● **TASK OBJECTIVE**:
Write out the full text on the beating-heart transplant, exactly as it appears, before the lines.

● **TEXT BLOCK**:
◇ ◇ ◇ ◇ ◇ ◇ ◇

The procedure represents the first successful beating-heart transplant to be performed in the UK, and is significant in that the medical advance could extend life-saving heart transplants to scores more patients.

Doctors at Papworth Hospital in Cambridgeshire kept the organ pumping blood for five hours after removing it from the donor at Addenbrookes hospital, where the donor died; the heart was then taken to Papworth where it was transplanted into a 58-year-old man who was close to death.

Professor Bruce Rosenguard, who led the research team, says the operation which was performed a week ago, was a success and the patient was "doing extremely well" and was on a normal ward.

Professor Rosenguard says they are excited by the possibilities now offered by the advance.

Papworth is one of only four hospitals in Europe taking part in the trial and if the system continues to prove successful, it could significantly increase the number of donor hearts available.

Apparently the donor heart was kept in a specially designed Organ Care System while it was transported between the two hospitals.

◇ ◇ ◇ ◇ ◇ ◇ ◇

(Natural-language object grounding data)

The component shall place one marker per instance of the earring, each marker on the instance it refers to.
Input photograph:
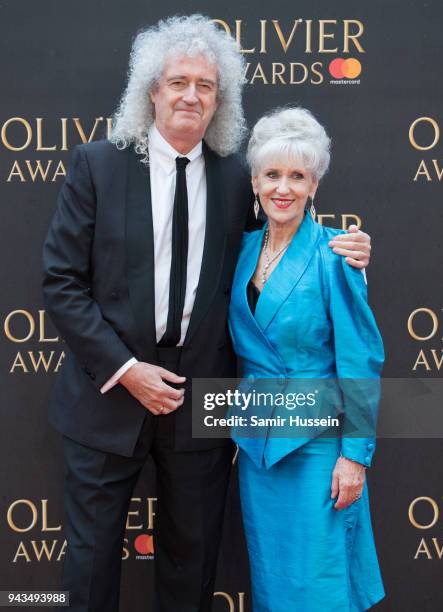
(312, 210)
(256, 207)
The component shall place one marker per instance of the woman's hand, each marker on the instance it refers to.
(348, 479)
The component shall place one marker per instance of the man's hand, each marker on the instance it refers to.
(348, 479)
(144, 381)
(355, 246)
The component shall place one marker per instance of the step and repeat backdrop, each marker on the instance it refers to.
(371, 72)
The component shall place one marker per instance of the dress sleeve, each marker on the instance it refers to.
(359, 357)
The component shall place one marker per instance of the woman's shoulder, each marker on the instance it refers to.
(250, 238)
(326, 235)
(336, 268)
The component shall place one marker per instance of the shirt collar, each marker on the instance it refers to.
(165, 154)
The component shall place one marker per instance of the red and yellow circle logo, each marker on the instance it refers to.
(144, 544)
(345, 68)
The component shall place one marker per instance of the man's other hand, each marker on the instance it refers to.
(145, 382)
(355, 246)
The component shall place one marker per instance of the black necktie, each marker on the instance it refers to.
(179, 256)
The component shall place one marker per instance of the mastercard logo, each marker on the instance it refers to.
(144, 544)
(345, 68)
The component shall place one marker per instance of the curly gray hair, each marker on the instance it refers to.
(290, 133)
(181, 36)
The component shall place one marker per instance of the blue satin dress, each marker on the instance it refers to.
(311, 321)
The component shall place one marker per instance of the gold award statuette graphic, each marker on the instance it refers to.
(423, 326)
(424, 136)
(41, 538)
(424, 513)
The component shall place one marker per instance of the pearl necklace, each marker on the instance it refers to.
(269, 259)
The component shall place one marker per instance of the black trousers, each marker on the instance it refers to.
(191, 492)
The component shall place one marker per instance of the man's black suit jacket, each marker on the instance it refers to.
(99, 291)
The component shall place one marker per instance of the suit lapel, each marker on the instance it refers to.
(140, 252)
(288, 272)
(215, 240)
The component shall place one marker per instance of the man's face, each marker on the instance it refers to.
(185, 99)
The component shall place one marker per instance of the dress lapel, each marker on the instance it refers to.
(140, 252)
(288, 272)
(215, 240)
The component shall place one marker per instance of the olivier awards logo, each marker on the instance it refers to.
(345, 71)
(38, 527)
(35, 347)
(424, 514)
(424, 136)
(423, 326)
(29, 138)
(298, 50)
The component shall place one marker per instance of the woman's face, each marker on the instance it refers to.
(283, 189)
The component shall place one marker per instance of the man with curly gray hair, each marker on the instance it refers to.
(138, 264)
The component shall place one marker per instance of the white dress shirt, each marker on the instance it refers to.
(162, 172)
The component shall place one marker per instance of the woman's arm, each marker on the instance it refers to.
(359, 359)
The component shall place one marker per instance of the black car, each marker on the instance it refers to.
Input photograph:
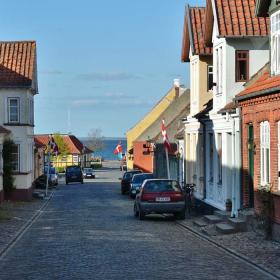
(74, 174)
(126, 180)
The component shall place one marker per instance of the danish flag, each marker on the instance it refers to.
(165, 137)
(118, 149)
(52, 146)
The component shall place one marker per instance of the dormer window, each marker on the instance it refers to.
(275, 43)
(242, 66)
(13, 110)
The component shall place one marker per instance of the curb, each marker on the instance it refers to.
(229, 251)
(24, 228)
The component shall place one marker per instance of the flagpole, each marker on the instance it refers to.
(48, 172)
(167, 163)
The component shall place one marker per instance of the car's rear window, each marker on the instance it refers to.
(162, 186)
(141, 178)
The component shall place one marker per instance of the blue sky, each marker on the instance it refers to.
(101, 64)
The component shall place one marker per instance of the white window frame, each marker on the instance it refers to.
(275, 43)
(209, 72)
(9, 109)
(17, 169)
(265, 152)
(219, 70)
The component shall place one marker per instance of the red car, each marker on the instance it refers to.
(160, 196)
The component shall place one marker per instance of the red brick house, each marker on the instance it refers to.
(260, 117)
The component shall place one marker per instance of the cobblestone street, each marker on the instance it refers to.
(89, 232)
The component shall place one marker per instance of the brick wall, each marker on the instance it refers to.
(255, 111)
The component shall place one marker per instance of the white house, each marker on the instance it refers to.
(240, 48)
(18, 85)
(201, 83)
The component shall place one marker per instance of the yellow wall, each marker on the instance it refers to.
(141, 126)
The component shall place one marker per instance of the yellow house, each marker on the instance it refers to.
(199, 57)
(149, 119)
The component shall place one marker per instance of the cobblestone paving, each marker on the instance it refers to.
(88, 232)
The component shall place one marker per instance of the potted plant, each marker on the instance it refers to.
(228, 204)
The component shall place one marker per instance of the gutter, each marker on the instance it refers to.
(257, 94)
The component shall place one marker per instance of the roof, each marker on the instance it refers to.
(235, 18)
(262, 83)
(4, 130)
(75, 146)
(230, 107)
(17, 63)
(193, 33)
(203, 113)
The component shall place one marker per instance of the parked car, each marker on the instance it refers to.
(88, 173)
(137, 181)
(53, 177)
(74, 174)
(126, 180)
(160, 196)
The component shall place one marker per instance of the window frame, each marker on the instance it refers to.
(17, 161)
(275, 43)
(265, 153)
(237, 69)
(9, 109)
(210, 72)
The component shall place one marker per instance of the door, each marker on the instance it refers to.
(251, 148)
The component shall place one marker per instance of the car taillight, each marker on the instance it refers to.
(177, 196)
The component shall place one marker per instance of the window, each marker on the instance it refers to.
(242, 66)
(210, 77)
(265, 152)
(13, 109)
(31, 112)
(75, 158)
(211, 156)
(15, 158)
(275, 43)
(219, 153)
(219, 67)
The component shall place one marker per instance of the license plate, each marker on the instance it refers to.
(162, 199)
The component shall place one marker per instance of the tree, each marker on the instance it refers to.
(63, 148)
(8, 178)
(95, 140)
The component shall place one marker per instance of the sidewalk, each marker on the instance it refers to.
(13, 218)
(249, 245)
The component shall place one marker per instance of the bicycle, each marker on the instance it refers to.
(189, 190)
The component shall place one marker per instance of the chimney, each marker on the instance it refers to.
(176, 83)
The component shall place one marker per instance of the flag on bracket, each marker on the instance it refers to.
(52, 147)
(118, 149)
(165, 137)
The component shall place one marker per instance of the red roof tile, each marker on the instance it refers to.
(264, 83)
(238, 18)
(193, 33)
(75, 146)
(17, 63)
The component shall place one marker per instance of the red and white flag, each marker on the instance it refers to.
(52, 146)
(165, 137)
(118, 149)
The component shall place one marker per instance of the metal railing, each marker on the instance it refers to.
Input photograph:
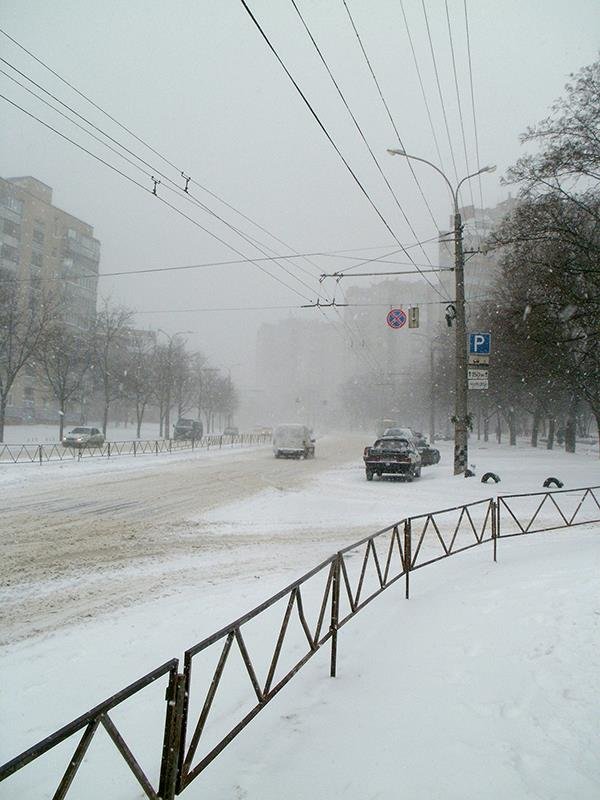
(42, 453)
(563, 508)
(316, 605)
(98, 716)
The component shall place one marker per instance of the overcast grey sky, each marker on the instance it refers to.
(197, 81)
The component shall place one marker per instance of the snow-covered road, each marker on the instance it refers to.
(110, 568)
(79, 539)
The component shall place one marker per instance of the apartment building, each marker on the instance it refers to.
(47, 249)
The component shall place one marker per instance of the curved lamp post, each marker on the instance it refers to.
(461, 414)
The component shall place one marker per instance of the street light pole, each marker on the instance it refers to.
(461, 413)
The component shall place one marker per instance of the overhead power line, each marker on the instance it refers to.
(146, 189)
(174, 188)
(459, 104)
(389, 113)
(355, 120)
(186, 178)
(323, 128)
(473, 101)
(439, 88)
(423, 93)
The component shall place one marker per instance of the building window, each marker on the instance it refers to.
(10, 253)
(11, 229)
(11, 202)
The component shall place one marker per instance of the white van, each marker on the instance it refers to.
(293, 441)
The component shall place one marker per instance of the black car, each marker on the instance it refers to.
(392, 455)
(429, 455)
(187, 429)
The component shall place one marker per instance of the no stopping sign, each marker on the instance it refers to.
(396, 318)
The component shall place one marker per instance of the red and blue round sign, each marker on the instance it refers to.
(396, 318)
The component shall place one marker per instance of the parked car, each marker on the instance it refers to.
(406, 433)
(83, 437)
(187, 429)
(293, 441)
(429, 455)
(392, 455)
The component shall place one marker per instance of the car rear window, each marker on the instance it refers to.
(391, 444)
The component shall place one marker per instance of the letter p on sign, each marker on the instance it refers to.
(480, 344)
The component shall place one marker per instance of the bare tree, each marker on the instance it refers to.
(65, 357)
(23, 323)
(139, 373)
(110, 340)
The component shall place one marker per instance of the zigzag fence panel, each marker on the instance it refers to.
(520, 514)
(230, 676)
(233, 674)
(156, 782)
(42, 453)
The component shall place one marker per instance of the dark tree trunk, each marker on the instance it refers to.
(61, 423)
(512, 427)
(551, 432)
(105, 417)
(571, 427)
(535, 427)
(3, 400)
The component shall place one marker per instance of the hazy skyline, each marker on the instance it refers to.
(198, 83)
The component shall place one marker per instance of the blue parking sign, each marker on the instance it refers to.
(480, 344)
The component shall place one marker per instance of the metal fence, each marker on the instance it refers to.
(42, 453)
(298, 621)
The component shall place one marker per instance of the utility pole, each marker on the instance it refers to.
(432, 403)
(461, 416)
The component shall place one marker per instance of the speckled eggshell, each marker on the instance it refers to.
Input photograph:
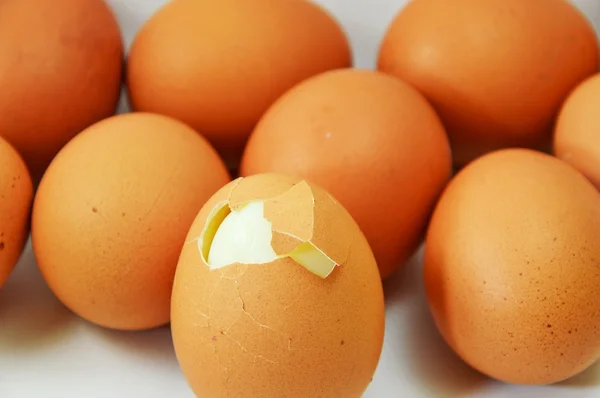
(577, 132)
(111, 214)
(512, 267)
(273, 330)
(16, 195)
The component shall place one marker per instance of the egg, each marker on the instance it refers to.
(371, 140)
(298, 311)
(218, 65)
(512, 270)
(577, 133)
(111, 214)
(60, 71)
(496, 71)
(16, 194)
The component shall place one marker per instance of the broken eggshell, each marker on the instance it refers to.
(272, 328)
(268, 232)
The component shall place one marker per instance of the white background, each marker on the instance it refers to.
(47, 352)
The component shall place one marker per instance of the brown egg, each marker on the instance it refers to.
(60, 71)
(269, 327)
(577, 133)
(16, 194)
(111, 215)
(497, 71)
(512, 268)
(372, 141)
(218, 65)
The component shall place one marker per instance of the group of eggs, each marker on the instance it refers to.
(343, 173)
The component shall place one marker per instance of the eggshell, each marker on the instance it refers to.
(218, 65)
(111, 215)
(577, 133)
(497, 71)
(16, 194)
(276, 329)
(60, 71)
(372, 141)
(512, 269)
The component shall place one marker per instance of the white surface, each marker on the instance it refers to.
(47, 352)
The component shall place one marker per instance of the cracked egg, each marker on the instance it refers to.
(277, 293)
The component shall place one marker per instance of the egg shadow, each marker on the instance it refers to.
(432, 363)
(30, 315)
(153, 344)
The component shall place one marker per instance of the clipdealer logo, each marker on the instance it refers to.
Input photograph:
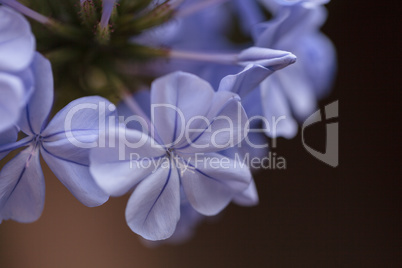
(331, 154)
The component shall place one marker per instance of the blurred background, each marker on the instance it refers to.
(310, 215)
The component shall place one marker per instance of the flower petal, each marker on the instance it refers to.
(11, 101)
(84, 114)
(222, 127)
(118, 168)
(153, 209)
(280, 122)
(173, 104)
(6, 137)
(38, 108)
(17, 43)
(76, 178)
(22, 188)
(213, 181)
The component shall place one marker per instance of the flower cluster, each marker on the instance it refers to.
(198, 86)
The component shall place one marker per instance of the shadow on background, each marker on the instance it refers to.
(310, 215)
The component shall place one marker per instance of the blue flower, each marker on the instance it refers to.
(17, 47)
(174, 163)
(62, 143)
(296, 89)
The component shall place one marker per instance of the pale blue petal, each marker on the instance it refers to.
(153, 209)
(223, 126)
(22, 188)
(175, 99)
(319, 57)
(7, 137)
(299, 90)
(38, 108)
(213, 181)
(76, 178)
(11, 100)
(280, 122)
(143, 99)
(118, 168)
(269, 58)
(17, 43)
(84, 114)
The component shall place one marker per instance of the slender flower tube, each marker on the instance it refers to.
(26, 11)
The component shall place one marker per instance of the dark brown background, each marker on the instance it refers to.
(310, 215)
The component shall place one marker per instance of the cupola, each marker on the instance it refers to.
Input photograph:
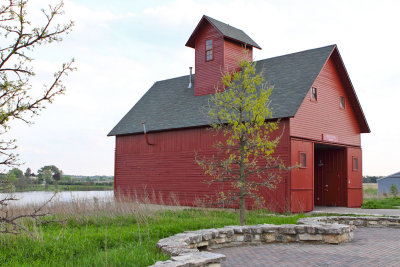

◇ ◇ ◇ ◇ ◇ ◇ ◇

● **ANSWER SECTION**:
The procedure represents the first successful beating-heart transplant to be performed in the UK, and is significant in that the medical advance could extend life-saving heart transplants to scores more patients.

Doctors at Papworth Hospital in Cambridgeshire kept the organ pumping blood for five hours after removing it from the donor at Addenbrookes hospital, where the donor died; the heart was then taken to Papworth where it was transplanted into a 58-year-old man who was close to death.

Professor Bruce Rosenguard, who led the research team, says the operation which was performed a week ago, was a success and the patient was "doing extremely well" and was on a normal ward.

Professor Rosenguard says they are excited by the possibilities now offered by the advance.

Papworth is one of only four hospitals in Europe taking part in the trial and if the system continues to prove successful, it could significantly increase the number of donor hearts available.

Apparently the donor heart was kept in a specially designed Organ Care System while it was transported between the two hospitals.